Make a numbered list from the rows, starting with the line that contains "Where in the image is the gold fringe banner?" and going through the line that contains "[0,264,106,299]", both included. Skip any blank lines.

## BEGIN Items

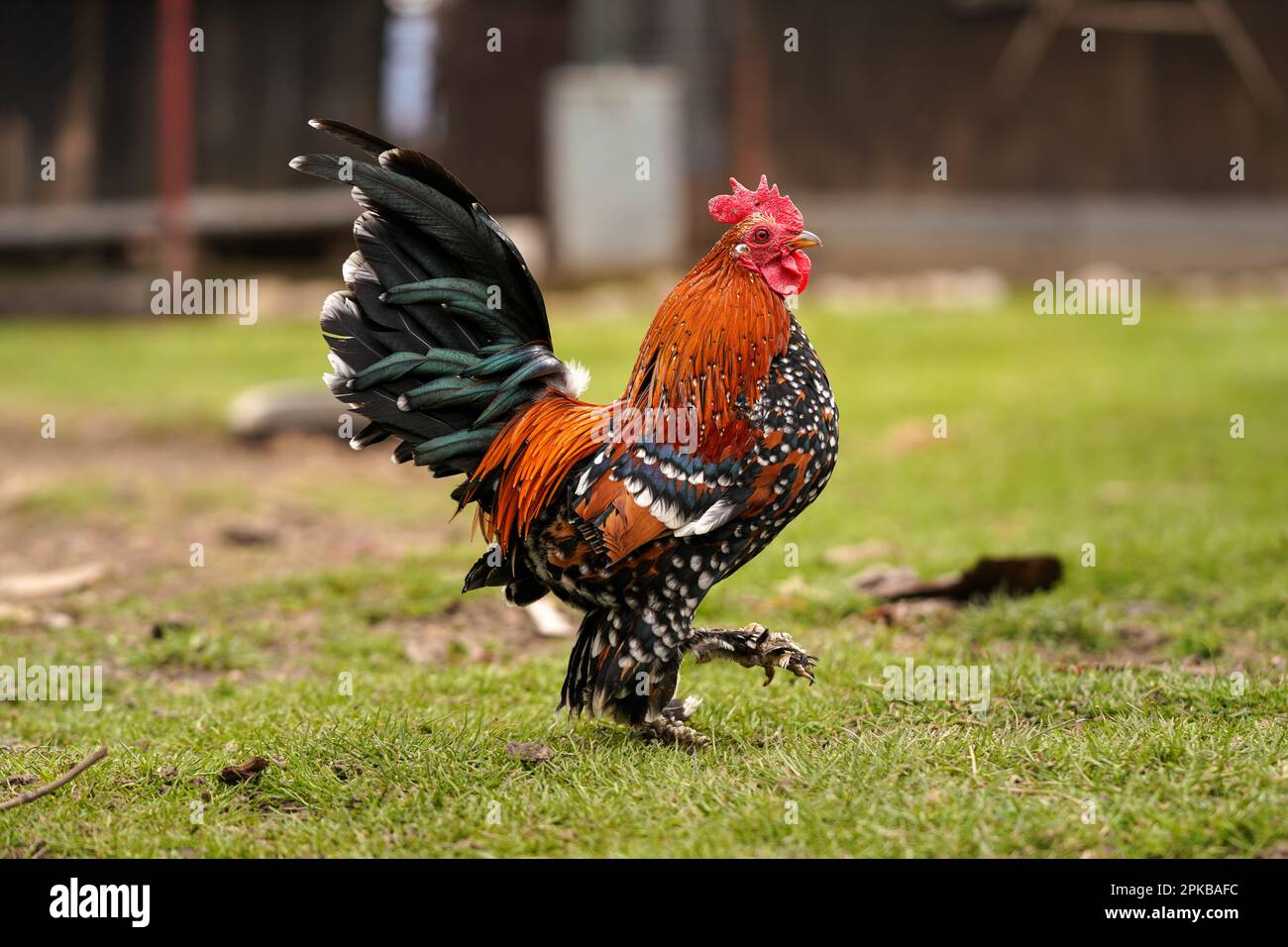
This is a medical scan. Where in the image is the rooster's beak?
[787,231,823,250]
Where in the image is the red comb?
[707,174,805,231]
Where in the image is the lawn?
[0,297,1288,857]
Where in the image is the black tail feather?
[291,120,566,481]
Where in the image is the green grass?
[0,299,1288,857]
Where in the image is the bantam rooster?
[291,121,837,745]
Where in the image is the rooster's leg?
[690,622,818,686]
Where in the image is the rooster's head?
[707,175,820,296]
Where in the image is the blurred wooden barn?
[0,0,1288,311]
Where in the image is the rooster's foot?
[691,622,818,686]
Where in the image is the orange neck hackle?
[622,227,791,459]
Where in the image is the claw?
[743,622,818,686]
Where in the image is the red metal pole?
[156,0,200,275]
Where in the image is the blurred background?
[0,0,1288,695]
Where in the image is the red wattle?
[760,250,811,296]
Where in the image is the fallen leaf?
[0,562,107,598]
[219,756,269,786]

## END Items
## BEGIN Items

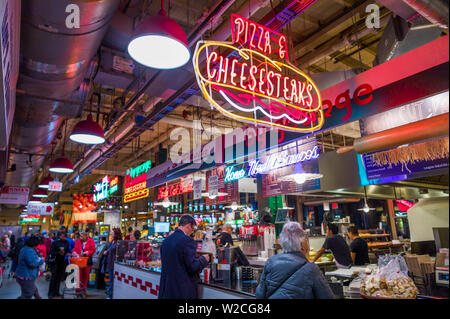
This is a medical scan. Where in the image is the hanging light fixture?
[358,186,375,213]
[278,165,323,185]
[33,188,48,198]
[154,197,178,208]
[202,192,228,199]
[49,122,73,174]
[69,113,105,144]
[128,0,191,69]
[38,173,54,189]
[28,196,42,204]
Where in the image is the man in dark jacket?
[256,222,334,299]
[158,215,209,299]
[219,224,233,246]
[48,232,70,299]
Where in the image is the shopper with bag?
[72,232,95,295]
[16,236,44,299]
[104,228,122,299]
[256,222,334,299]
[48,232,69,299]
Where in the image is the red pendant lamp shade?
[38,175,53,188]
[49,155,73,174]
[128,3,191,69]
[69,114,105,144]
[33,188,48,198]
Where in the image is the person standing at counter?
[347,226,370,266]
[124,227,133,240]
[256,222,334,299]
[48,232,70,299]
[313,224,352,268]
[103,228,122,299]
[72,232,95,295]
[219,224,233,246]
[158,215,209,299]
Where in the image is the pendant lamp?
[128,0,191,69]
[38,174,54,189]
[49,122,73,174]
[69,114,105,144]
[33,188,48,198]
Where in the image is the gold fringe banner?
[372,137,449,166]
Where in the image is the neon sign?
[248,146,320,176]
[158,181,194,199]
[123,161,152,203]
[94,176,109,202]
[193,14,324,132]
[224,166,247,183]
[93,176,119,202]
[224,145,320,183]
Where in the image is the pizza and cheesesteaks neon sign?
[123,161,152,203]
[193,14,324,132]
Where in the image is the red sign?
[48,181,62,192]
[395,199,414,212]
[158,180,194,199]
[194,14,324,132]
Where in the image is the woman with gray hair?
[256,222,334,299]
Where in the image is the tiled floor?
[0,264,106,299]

## END Items
## BEGIN Items

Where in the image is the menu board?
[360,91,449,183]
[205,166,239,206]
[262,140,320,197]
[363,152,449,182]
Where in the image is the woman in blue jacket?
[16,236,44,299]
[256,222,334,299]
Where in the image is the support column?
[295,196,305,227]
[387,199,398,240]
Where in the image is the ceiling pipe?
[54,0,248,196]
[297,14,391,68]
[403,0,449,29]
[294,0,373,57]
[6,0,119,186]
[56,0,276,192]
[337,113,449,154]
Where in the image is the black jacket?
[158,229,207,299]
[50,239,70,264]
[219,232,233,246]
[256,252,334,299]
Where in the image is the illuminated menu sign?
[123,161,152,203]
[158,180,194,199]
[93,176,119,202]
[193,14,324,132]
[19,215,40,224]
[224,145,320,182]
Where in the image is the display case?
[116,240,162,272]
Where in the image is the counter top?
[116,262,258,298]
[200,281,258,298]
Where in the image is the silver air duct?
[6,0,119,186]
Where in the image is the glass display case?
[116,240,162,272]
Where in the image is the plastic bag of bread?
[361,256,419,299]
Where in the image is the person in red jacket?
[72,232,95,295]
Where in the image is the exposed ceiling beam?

## END Items

# Task solution
1. Where in the image is the gold fringe banner?
2. [372,137,449,166]
3. Where in the image is the neon sign?
4. [248,146,320,176]
5. [158,181,194,199]
6. [123,161,152,203]
7. [94,176,109,202]
8. [193,14,324,132]
9. [224,166,247,183]
10. [93,176,119,202]
11. [224,145,320,183]
12. Where in the image is the pizza and cheesesteaks neon sign?
13. [123,161,152,203]
14. [193,14,324,132]
15. Where in the image is the red sign?
16. [48,181,62,192]
17. [395,199,414,212]
18. [158,180,194,199]
19. [194,14,324,132]
20. Where in the image is the woman with gray hair?
21. [256,222,334,299]
22. Where in the image is the tiled floor?
23. [0,264,106,299]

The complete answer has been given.